» WHAT YOU NEED TO DO: After locating the line that contains "Annotate every instance of the lattice" in the records below, write out exactly that line and each line after it through the one that contains "Annotate every instance of the white shipping", and nothing else.
===== SUPPLIED RECORDS
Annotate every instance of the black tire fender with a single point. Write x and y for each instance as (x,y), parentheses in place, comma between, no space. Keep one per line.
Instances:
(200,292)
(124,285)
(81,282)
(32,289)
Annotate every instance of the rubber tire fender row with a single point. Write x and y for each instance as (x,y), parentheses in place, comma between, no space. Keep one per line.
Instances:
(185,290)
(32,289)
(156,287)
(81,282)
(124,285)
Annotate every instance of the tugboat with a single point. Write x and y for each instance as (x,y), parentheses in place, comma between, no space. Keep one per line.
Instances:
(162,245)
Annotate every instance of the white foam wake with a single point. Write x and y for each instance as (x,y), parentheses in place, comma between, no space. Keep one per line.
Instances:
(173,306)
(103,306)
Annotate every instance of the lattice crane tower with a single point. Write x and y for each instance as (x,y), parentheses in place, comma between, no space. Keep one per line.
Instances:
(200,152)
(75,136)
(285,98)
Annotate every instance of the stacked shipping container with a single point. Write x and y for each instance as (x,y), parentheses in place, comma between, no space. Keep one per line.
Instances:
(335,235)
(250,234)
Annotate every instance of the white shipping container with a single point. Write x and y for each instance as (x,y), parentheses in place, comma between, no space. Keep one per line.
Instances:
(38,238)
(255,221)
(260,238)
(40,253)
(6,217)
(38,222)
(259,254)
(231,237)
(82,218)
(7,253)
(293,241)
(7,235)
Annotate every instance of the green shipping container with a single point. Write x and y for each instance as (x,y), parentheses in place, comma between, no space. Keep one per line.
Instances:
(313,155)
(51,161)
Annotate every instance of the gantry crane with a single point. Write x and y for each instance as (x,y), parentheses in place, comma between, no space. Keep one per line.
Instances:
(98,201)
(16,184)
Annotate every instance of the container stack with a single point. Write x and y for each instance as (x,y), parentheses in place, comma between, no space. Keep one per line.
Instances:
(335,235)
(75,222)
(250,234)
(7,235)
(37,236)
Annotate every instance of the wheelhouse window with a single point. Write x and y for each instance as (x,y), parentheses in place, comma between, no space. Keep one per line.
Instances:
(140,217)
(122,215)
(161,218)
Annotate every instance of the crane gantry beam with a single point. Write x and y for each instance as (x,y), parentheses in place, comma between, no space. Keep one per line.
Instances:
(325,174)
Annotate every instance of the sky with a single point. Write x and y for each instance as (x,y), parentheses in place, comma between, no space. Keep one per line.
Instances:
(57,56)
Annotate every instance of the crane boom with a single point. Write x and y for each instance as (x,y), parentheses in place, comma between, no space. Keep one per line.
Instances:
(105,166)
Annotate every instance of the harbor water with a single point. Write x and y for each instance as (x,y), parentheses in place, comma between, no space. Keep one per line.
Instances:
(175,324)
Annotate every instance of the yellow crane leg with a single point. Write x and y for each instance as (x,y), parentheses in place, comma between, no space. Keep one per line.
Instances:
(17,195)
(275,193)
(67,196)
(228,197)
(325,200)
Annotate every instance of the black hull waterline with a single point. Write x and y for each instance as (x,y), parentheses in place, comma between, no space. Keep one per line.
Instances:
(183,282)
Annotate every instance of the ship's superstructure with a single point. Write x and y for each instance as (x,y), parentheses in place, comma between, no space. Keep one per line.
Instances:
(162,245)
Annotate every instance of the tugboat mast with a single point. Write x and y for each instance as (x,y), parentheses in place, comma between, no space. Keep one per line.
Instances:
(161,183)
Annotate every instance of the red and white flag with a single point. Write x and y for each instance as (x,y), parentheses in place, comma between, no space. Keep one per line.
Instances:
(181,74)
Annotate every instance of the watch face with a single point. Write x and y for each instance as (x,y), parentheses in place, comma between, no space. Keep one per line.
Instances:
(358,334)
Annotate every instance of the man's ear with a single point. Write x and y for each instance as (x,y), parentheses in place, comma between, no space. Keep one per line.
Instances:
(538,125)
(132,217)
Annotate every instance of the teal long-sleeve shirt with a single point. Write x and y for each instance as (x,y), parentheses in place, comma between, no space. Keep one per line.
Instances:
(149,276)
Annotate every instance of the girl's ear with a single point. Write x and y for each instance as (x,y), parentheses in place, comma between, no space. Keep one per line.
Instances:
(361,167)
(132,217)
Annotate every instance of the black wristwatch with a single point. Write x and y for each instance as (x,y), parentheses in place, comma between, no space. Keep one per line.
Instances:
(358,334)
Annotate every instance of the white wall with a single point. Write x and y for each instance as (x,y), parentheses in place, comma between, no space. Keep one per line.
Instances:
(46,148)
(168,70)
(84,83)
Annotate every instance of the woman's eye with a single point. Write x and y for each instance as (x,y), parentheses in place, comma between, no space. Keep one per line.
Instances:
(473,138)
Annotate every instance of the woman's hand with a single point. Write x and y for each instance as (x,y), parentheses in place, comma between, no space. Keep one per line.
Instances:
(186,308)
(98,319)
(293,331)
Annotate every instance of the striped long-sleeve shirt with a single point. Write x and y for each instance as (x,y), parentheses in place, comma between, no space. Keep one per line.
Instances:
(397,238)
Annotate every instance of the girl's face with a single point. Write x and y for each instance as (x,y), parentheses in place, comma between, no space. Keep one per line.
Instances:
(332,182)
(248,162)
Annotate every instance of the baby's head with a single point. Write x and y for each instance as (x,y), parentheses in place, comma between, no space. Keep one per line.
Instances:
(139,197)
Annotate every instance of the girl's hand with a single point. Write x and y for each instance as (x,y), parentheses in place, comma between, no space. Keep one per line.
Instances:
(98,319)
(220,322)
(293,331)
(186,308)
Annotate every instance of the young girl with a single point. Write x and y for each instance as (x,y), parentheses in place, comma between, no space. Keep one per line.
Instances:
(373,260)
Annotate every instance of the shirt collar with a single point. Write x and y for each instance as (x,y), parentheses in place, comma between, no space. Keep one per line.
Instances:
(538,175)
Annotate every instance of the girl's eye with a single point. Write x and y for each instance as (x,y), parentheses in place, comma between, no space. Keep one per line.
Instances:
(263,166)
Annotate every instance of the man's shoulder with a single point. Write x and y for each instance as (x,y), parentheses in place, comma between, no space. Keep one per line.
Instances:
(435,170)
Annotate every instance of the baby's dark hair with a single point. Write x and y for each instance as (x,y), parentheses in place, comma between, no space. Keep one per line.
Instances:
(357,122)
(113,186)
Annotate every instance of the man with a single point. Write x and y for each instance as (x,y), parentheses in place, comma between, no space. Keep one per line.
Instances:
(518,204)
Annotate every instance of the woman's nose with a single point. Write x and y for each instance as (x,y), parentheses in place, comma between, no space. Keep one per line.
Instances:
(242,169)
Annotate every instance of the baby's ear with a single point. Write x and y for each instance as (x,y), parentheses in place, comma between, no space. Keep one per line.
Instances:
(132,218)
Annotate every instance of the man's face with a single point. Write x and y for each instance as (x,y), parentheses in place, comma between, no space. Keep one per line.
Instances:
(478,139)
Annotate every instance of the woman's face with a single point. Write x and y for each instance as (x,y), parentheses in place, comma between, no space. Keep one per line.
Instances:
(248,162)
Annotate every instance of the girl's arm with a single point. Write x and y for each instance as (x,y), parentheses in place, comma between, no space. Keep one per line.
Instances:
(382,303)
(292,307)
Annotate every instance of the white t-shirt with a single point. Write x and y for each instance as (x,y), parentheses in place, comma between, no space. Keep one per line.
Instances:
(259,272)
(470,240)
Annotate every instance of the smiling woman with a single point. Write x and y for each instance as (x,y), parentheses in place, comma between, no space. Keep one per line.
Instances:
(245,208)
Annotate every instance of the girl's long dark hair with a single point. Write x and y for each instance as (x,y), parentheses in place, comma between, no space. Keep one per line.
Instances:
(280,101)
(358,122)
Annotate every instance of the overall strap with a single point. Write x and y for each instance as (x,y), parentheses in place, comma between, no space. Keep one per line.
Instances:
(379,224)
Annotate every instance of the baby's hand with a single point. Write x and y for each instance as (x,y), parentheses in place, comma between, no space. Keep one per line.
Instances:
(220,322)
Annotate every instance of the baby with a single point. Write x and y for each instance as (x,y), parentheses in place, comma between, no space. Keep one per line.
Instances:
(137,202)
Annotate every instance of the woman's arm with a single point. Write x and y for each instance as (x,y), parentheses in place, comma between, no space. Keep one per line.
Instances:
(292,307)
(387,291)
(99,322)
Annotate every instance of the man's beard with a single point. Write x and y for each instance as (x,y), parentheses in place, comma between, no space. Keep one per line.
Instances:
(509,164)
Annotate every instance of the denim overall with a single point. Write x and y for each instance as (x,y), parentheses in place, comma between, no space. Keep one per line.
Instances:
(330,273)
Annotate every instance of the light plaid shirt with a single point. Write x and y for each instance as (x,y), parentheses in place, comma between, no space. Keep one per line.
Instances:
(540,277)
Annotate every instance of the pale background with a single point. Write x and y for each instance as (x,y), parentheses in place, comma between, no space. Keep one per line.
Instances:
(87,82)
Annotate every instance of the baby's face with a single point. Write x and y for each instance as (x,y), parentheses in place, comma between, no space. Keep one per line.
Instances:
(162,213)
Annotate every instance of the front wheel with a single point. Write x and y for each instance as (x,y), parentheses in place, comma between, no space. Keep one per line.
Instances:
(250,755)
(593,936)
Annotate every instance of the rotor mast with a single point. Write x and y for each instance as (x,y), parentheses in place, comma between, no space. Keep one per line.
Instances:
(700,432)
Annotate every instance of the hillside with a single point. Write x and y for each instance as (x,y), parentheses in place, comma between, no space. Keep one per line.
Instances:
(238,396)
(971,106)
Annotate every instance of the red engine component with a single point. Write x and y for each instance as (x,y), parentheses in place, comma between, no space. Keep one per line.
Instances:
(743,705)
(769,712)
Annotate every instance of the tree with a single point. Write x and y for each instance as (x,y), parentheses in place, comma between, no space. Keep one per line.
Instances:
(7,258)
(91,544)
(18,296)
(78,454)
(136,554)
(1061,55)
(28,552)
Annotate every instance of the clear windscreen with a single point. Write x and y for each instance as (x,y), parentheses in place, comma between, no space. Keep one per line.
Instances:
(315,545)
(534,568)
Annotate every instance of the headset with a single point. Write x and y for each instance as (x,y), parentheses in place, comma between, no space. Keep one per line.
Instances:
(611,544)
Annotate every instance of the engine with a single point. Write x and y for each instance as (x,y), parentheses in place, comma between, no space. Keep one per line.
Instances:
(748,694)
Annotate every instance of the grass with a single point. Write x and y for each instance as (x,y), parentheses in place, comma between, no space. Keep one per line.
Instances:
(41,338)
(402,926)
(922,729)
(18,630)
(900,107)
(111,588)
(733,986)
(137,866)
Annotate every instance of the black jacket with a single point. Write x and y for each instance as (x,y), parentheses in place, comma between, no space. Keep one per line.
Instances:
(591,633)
==========
» FINAL ANSWER:
Annotate every instance of the lattice crane tower with a single point. Write x and y for each instance as (x,y), parentheses in place, comma between, no space. Keep one per line.
Instances:
(200,152)
(75,136)
(285,98)
Annotate every instance of the stacked shipping container with a single point. Write x and y for each instance as (x,y), parentheses in place, comma between, no space. Keep one per line.
Instances:
(335,235)
(250,234)
Annotate every instance of the white shipping container with a single point. Write x and y for each instance as (x,y), parentheses in place, comma between, no space. Keep one per line.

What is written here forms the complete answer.